** Extracted records follows **
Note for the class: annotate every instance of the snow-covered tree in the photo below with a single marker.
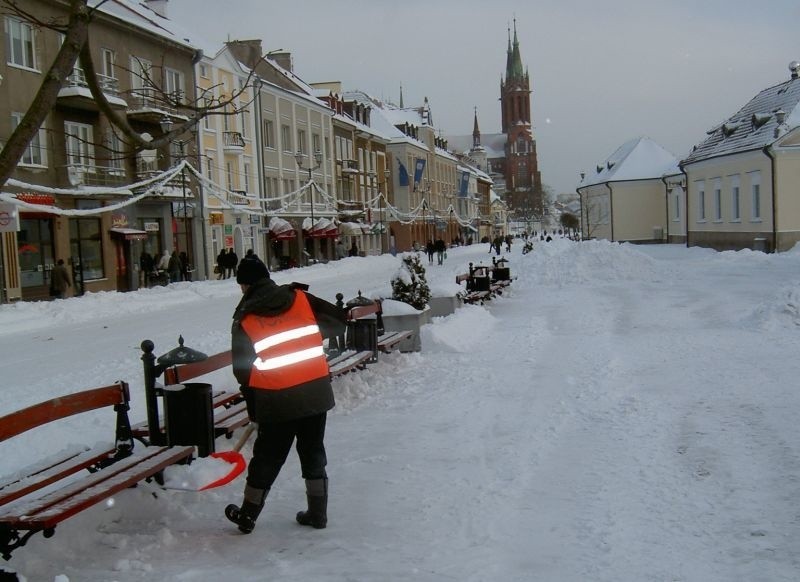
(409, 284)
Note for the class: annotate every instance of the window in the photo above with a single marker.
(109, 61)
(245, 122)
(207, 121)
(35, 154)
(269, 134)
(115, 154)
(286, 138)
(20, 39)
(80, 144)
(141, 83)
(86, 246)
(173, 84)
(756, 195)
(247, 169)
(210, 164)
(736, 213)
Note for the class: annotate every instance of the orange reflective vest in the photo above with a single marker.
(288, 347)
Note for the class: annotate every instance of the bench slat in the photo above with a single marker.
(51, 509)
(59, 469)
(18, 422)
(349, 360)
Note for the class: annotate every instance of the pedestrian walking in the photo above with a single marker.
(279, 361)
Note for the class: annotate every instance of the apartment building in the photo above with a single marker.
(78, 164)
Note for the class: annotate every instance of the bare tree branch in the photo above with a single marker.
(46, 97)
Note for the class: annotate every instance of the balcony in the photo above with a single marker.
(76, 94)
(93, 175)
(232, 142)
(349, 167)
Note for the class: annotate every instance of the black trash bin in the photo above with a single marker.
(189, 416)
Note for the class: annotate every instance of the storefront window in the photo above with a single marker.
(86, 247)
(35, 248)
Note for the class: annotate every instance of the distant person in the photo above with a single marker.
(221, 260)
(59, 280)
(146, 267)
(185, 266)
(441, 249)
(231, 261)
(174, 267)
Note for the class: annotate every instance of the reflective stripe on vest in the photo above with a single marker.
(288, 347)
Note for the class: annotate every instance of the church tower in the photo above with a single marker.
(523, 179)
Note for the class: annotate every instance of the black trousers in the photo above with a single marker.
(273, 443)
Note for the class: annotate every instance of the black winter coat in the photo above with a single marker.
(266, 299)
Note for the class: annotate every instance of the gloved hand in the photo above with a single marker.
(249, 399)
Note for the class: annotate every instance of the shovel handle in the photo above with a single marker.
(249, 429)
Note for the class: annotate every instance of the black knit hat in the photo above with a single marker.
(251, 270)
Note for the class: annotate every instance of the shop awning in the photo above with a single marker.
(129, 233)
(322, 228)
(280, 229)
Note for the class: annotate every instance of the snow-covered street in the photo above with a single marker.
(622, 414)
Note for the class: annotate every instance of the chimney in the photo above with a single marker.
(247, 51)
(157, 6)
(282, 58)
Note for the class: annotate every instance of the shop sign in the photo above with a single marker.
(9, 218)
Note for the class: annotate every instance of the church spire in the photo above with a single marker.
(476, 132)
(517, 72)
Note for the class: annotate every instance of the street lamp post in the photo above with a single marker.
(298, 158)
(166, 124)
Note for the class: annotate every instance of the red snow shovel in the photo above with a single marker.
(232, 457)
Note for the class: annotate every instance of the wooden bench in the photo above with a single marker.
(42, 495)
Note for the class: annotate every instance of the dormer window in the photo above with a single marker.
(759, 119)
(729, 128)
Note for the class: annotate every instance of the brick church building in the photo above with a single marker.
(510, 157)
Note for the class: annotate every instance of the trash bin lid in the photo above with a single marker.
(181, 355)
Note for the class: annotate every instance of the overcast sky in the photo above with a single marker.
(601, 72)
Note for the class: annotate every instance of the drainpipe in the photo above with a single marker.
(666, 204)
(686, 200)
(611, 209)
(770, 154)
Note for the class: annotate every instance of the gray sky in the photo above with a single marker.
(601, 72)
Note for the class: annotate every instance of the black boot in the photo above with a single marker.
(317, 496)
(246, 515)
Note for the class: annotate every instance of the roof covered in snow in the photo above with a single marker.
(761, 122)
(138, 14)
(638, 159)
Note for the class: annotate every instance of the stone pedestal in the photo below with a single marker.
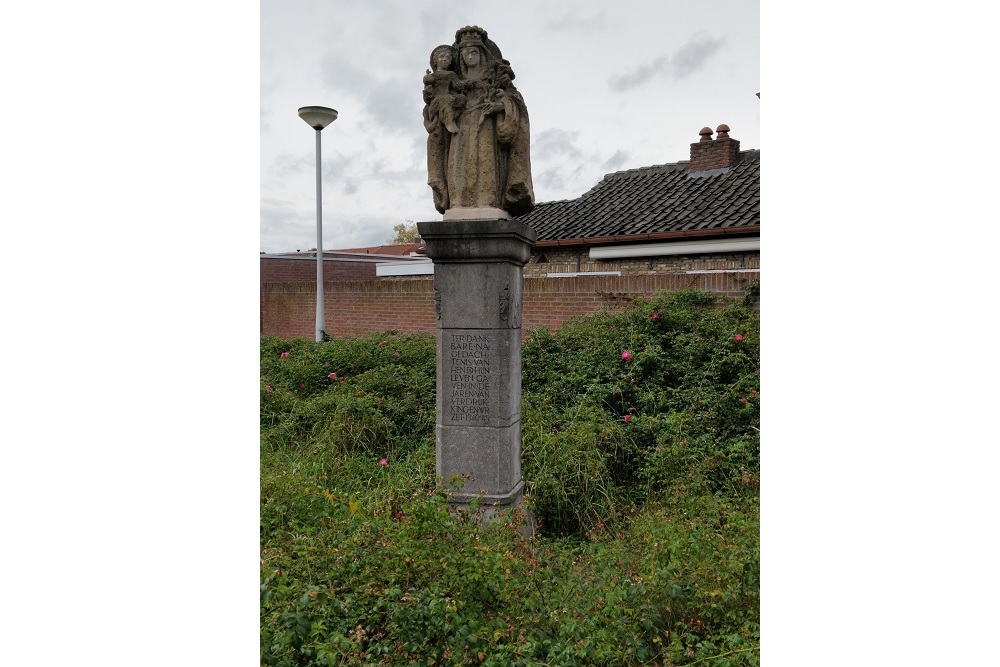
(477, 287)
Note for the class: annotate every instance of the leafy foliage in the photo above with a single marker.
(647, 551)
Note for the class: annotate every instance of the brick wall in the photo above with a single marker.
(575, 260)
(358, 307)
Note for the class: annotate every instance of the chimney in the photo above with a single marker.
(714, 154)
** End of Extracted records **
**Aim of the exercise**
The answer should consist only of the lines from the one with "Note for the class: annotate every instance of the brick wall" to the final line of the records above, retyped word for word.

**Exercise answer**
Note for the class: annotate every instance of the brick wall in the photo above with a single marker.
(575, 260)
(358, 307)
Note for the class: annotate every instance of the chimney in the photo above with a single marker.
(714, 154)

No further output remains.